• [STATED GOAL] Reproduce every item below line for line, without altering any character.

-- Begin --

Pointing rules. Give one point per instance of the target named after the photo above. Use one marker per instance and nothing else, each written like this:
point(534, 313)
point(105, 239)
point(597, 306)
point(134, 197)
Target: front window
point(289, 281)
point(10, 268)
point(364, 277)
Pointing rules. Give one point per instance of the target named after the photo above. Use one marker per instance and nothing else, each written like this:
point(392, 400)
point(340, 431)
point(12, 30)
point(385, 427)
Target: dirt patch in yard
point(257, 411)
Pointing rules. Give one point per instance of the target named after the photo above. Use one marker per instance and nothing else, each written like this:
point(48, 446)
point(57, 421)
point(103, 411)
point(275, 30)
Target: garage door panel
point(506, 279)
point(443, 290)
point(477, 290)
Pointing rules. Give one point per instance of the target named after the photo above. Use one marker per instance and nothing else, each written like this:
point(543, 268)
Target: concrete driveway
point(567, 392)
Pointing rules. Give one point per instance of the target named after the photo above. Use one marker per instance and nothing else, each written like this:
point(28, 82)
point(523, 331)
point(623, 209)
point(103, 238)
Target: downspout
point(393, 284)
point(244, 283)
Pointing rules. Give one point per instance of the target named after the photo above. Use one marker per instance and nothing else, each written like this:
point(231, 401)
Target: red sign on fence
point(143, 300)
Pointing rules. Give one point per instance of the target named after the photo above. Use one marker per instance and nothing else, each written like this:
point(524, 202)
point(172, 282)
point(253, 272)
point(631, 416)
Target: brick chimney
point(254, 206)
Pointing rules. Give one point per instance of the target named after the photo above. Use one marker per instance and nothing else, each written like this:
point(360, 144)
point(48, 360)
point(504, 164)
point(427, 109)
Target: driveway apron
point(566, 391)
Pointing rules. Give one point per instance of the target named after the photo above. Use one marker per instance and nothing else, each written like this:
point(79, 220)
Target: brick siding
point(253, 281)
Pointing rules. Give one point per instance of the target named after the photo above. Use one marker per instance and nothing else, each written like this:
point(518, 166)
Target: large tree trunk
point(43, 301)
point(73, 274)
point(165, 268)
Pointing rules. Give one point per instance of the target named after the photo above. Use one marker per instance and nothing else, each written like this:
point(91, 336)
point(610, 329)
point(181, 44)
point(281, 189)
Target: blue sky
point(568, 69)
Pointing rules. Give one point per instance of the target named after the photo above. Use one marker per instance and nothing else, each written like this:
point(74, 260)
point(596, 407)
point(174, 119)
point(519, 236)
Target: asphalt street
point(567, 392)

-- End --

• [TASK ANSWER]
Pointing rules. Give one point per instance of the target named after the photo above. Use one marker per instance and nothing else, each written like this:
point(534, 313)
point(105, 239)
point(597, 306)
point(134, 197)
Target: front window
point(289, 281)
point(10, 268)
point(364, 277)
Pointing rules. Give one point per instance of the target named after the photo above. Use one marker per instance and nothing else, each written like this:
point(392, 400)
point(340, 431)
point(12, 30)
point(385, 427)
Target: dirt patch in yard
point(257, 411)
Pointing rules. Give one point per instance of the target named after the photo above. Use one marker per instance and nothing else, each written like this:
point(48, 446)
point(57, 421)
point(103, 411)
point(275, 30)
Target: garage door panel
point(506, 279)
point(443, 290)
point(477, 290)
Pointing rules. Give one point per instance of the target named after the photo above. Use one marker per instance and nothing else, each written like this:
point(543, 268)
Target: concrete driveway
point(567, 392)
Pointing rules. Give one point per instance of the target named after the photo above. Use one marker per instance and nothing else, each written like this:
point(28, 82)
point(523, 331)
point(623, 209)
point(103, 238)
Target: downspout
point(393, 284)
point(244, 283)
Pointing rules. Give one point per instance of the target named after the photo above. Use one marker per instance and nothing else, each written like this:
point(231, 401)
Target: red sign on fence
point(143, 300)
Pointing rules. Give one point per instance of the target named after the photo above. Use one marker per instance and nothing else, each written like this:
point(524, 202)
point(172, 282)
point(253, 272)
point(631, 416)
Target: brick chimney
point(254, 206)
Pointing rules. Give one point per instance of the target named after the photo above. Use one marker per instance and nothing else, each written like this:
point(360, 144)
point(48, 360)
point(504, 164)
point(427, 109)
Target: driveway apron
point(566, 391)
Pointing rules. Give one point per instance of the target named after the photo above. Use one marker per instance and nothing else, each written like this:
point(79, 220)
Target: brick siding
point(253, 281)
Pointing rules. Give one point per instance of the target named after the photo above. Use one marker per instance and nothing else, each written like this:
point(518, 166)
Target: large tree trunk
point(43, 301)
point(73, 274)
point(165, 268)
Pointing rules. Give one point per instance of the target named after the photo above. Use one marker per instance and nothing else, each written like this:
point(91, 336)
point(610, 329)
point(181, 44)
point(281, 189)
Target: blue sky
point(568, 69)
Pointing rules. Give one point per instance of the target named after the photo above. Use one marker per instance and nothing else, each written like this:
point(74, 260)
point(596, 407)
point(174, 119)
point(519, 236)
Target: asphalt street
point(567, 392)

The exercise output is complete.